======== Stored data ========

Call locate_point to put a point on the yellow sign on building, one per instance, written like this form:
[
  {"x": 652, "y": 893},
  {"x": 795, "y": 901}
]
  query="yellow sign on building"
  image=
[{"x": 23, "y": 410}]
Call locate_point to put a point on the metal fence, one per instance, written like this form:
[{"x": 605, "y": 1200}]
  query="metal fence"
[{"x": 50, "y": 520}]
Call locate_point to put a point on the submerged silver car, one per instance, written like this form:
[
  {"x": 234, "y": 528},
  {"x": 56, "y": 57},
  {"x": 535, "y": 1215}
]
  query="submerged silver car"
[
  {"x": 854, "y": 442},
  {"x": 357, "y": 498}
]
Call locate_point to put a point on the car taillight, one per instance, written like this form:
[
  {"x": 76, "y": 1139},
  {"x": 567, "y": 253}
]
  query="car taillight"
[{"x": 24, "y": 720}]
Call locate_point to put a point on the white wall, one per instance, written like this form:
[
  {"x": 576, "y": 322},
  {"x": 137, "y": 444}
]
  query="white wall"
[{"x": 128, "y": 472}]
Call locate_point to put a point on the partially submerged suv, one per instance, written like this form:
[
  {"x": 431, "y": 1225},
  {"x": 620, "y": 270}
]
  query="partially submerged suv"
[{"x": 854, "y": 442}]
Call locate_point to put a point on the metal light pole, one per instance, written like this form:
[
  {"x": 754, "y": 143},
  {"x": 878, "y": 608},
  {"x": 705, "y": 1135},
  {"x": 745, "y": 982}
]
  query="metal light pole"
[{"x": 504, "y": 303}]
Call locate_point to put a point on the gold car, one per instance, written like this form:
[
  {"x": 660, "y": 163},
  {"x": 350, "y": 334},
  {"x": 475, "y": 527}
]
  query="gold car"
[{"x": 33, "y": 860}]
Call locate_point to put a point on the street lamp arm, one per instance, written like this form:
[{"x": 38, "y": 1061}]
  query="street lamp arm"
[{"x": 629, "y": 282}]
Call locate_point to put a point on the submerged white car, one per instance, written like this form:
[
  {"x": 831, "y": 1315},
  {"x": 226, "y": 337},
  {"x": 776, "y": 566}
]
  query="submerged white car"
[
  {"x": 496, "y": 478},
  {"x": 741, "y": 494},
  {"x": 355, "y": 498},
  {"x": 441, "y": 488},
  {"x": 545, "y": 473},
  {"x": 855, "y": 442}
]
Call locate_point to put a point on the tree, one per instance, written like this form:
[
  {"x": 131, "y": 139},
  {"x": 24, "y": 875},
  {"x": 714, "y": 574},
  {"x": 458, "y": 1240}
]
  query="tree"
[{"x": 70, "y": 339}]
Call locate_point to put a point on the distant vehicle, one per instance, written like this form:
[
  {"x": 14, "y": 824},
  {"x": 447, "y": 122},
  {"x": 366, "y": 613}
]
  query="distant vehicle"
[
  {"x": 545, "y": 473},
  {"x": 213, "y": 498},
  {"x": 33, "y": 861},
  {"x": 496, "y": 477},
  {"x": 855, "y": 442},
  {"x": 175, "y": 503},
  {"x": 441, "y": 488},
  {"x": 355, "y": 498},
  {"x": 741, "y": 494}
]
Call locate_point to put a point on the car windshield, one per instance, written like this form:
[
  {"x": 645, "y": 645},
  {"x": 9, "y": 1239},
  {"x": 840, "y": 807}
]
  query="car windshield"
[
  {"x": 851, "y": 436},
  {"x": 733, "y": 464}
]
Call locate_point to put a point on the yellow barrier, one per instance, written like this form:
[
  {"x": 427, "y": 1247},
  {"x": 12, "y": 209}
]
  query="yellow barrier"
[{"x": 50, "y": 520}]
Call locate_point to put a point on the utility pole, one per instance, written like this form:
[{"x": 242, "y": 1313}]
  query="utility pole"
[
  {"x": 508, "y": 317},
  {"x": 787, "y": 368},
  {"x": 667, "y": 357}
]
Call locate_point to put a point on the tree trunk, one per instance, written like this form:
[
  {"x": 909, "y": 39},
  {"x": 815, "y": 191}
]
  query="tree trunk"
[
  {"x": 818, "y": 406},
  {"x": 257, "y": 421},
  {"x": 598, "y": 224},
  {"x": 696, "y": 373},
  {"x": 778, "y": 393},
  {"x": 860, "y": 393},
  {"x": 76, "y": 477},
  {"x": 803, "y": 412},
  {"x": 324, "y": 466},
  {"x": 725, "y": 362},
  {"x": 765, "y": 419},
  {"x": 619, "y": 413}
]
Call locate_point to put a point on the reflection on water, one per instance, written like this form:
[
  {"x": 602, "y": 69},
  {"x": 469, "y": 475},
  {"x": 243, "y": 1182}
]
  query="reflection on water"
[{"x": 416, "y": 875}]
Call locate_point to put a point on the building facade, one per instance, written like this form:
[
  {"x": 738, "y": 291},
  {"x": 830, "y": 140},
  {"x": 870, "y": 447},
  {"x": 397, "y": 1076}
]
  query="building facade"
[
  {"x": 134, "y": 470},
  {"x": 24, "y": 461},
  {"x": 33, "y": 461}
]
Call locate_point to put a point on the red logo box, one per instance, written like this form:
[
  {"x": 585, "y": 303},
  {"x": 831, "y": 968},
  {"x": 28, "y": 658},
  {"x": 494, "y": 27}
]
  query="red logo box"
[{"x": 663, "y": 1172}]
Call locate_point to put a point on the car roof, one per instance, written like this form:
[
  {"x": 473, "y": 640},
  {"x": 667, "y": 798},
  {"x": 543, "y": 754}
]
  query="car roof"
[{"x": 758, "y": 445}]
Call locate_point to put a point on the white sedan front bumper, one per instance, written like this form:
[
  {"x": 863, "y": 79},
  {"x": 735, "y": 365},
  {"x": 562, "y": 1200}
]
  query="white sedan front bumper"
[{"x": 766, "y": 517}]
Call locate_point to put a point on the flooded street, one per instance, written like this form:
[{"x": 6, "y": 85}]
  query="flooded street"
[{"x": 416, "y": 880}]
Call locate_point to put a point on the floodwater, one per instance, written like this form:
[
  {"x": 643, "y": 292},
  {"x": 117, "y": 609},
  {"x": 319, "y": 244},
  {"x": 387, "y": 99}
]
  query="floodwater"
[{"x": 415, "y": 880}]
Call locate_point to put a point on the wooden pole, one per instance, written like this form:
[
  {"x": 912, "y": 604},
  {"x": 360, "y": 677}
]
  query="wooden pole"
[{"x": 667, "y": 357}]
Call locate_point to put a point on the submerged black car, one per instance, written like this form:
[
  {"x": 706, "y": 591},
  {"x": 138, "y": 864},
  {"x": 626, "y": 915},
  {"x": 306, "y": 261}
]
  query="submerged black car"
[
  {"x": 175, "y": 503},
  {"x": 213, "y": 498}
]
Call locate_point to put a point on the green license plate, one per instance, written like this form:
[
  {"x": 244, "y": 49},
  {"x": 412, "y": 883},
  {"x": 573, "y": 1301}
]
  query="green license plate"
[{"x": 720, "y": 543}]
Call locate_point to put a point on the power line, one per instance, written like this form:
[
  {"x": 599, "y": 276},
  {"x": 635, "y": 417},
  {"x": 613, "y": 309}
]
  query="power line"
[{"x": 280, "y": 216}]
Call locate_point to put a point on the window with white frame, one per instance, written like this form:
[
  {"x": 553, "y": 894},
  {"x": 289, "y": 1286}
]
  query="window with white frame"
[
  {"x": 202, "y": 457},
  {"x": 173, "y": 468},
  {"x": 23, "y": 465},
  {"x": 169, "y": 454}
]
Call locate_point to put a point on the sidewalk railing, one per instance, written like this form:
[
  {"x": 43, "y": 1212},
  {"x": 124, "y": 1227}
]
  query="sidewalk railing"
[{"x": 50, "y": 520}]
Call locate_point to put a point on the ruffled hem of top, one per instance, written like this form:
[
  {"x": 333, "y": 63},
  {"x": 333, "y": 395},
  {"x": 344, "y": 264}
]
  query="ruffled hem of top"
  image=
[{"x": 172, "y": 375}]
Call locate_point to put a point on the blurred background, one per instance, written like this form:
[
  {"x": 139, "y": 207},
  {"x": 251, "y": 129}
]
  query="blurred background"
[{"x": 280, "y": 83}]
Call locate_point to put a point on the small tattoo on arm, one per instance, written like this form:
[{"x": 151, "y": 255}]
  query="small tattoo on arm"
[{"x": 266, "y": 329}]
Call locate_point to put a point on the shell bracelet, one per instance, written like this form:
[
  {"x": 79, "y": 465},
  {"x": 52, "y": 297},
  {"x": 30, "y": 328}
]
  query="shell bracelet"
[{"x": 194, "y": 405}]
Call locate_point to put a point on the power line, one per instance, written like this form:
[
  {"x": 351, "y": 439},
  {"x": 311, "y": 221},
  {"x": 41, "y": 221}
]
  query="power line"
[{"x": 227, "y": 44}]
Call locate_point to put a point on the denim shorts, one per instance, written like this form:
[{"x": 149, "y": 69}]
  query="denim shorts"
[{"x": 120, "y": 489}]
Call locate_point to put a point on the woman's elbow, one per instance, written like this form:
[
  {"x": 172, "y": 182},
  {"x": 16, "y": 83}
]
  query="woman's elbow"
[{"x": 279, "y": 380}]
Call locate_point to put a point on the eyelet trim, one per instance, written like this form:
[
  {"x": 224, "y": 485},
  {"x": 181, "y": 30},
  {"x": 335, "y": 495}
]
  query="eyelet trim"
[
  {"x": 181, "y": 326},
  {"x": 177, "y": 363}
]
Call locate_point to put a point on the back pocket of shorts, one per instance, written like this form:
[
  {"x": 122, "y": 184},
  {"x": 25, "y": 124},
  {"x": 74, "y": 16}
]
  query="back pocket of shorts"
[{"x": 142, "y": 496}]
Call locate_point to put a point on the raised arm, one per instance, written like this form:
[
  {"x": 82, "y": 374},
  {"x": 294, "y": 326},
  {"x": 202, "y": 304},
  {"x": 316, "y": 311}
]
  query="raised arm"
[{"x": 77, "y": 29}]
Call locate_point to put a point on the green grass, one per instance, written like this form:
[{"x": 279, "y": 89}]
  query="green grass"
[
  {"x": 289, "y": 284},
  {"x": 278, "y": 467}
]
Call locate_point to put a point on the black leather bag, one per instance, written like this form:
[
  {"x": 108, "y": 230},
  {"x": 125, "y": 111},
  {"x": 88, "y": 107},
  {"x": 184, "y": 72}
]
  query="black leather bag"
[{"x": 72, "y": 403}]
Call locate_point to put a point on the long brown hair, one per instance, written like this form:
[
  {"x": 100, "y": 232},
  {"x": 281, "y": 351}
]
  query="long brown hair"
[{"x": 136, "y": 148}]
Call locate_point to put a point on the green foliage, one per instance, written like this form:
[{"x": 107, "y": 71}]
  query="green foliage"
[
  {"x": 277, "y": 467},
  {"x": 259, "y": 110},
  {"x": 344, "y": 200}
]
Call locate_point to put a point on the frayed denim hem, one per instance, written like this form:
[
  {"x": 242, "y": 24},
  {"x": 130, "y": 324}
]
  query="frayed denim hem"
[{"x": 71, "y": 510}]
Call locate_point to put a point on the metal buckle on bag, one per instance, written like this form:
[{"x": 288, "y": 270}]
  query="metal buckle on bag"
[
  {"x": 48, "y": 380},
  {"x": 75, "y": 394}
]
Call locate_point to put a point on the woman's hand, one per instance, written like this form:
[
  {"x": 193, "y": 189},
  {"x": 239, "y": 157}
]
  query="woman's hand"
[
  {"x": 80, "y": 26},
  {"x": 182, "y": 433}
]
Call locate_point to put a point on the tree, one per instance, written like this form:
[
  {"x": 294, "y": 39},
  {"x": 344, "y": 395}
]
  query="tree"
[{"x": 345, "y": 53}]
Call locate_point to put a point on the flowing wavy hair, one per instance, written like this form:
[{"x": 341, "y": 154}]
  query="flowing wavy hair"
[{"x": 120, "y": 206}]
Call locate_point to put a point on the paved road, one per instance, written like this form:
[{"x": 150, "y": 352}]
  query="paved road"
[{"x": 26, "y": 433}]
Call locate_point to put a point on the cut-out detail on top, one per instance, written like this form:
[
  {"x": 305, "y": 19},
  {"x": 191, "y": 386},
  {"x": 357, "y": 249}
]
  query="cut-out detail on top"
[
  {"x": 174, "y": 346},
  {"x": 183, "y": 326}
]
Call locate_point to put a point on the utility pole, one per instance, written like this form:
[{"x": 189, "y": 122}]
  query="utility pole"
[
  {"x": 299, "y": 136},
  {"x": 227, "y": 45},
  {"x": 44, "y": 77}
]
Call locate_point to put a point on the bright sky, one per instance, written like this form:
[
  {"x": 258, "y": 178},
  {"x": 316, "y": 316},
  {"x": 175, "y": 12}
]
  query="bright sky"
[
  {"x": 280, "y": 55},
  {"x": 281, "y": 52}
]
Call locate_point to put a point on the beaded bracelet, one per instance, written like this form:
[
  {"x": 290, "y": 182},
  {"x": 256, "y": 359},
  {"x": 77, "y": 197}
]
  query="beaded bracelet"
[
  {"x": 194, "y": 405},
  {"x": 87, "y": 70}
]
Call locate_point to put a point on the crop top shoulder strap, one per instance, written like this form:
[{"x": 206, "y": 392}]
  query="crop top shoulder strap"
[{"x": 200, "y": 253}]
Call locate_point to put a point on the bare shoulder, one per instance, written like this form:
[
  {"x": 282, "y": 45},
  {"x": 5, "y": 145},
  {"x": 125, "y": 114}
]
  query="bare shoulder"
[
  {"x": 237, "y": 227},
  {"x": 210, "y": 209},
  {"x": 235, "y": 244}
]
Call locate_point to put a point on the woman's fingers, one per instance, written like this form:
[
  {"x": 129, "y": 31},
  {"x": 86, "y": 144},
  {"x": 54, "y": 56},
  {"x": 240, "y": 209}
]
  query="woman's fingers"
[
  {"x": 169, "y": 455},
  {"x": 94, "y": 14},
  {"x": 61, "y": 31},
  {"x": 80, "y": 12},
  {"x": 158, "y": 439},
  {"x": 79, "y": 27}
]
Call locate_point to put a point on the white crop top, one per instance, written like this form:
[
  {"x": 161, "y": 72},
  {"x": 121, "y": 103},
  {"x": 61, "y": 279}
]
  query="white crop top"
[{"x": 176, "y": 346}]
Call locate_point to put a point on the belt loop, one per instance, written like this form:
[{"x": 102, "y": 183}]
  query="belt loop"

========

### Exercise aim
Beginning at the line that holds "Call locate_point to put a point on the crop", write out word for word each line through the end of the records.

### Answer to the exercise
Call locate_point to put a point on the crop top shoulder strap, one per instance, written like this form:
[{"x": 206, "y": 392}]
  query="crop top shoulder strap"
[{"x": 200, "y": 253}]
Call locate_point to put a point on the bare shoulder, one per instance, written like this form:
[
  {"x": 282, "y": 45},
  {"x": 5, "y": 145},
  {"x": 125, "y": 114}
]
  query="bare shoulder"
[
  {"x": 237, "y": 227},
  {"x": 210, "y": 209},
  {"x": 235, "y": 244}
]
Call locate_point to put a point on the woman's fingers, one per instance, written like this form:
[
  {"x": 129, "y": 31},
  {"x": 86, "y": 144},
  {"x": 54, "y": 56},
  {"x": 240, "y": 209}
]
  query="woman's fingers"
[
  {"x": 169, "y": 455},
  {"x": 94, "y": 14},
  {"x": 61, "y": 31},
  {"x": 80, "y": 12},
  {"x": 158, "y": 439},
  {"x": 79, "y": 27}
]
Call locate_point to put a point on the white crop top, one per instance, written like this form:
[
  {"x": 161, "y": 72},
  {"x": 121, "y": 103},
  {"x": 61, "y": 279}
]
  query="white crop top"
[{"x": 176, "y": 346}]
Call locate_point to put a point on the belt loop, one per instance, written like this form:
[{"x": 102, "y": 183}]
  query="belt loop"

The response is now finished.